• Instructions to follow
Which lines of the records below contain the word "parsley"? Show each one.

Start of Records supplied

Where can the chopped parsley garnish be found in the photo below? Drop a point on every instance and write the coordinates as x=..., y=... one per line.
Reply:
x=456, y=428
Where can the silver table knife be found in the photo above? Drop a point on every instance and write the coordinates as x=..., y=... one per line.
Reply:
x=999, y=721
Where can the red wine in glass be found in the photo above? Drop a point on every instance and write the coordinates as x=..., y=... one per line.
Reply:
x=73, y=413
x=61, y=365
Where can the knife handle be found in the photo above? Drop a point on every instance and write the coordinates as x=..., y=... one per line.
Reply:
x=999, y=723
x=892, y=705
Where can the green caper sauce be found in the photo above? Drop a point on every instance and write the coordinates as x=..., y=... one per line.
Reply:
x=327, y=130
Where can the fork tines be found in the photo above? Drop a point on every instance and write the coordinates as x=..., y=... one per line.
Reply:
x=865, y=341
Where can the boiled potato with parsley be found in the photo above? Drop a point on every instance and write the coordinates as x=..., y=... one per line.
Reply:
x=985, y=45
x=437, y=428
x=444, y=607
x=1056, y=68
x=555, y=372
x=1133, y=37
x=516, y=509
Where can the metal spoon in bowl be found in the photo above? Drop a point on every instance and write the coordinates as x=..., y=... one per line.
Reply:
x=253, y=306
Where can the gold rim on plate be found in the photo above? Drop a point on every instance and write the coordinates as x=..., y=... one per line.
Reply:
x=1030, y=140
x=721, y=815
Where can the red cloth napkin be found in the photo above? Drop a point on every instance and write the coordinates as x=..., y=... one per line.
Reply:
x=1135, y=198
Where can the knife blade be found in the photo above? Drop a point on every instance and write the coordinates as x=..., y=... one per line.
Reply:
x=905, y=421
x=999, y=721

End of Records supplied

• Solution
Where can the chopped parsley garnish be found in the photo below? Drop a point on every instance and write the coordinates as x=..., y=... one per line.
Where can the boiled potato with parsley be found in the photo above? Drop a point on every instance and write the coordinates as x=..., y=... one per line.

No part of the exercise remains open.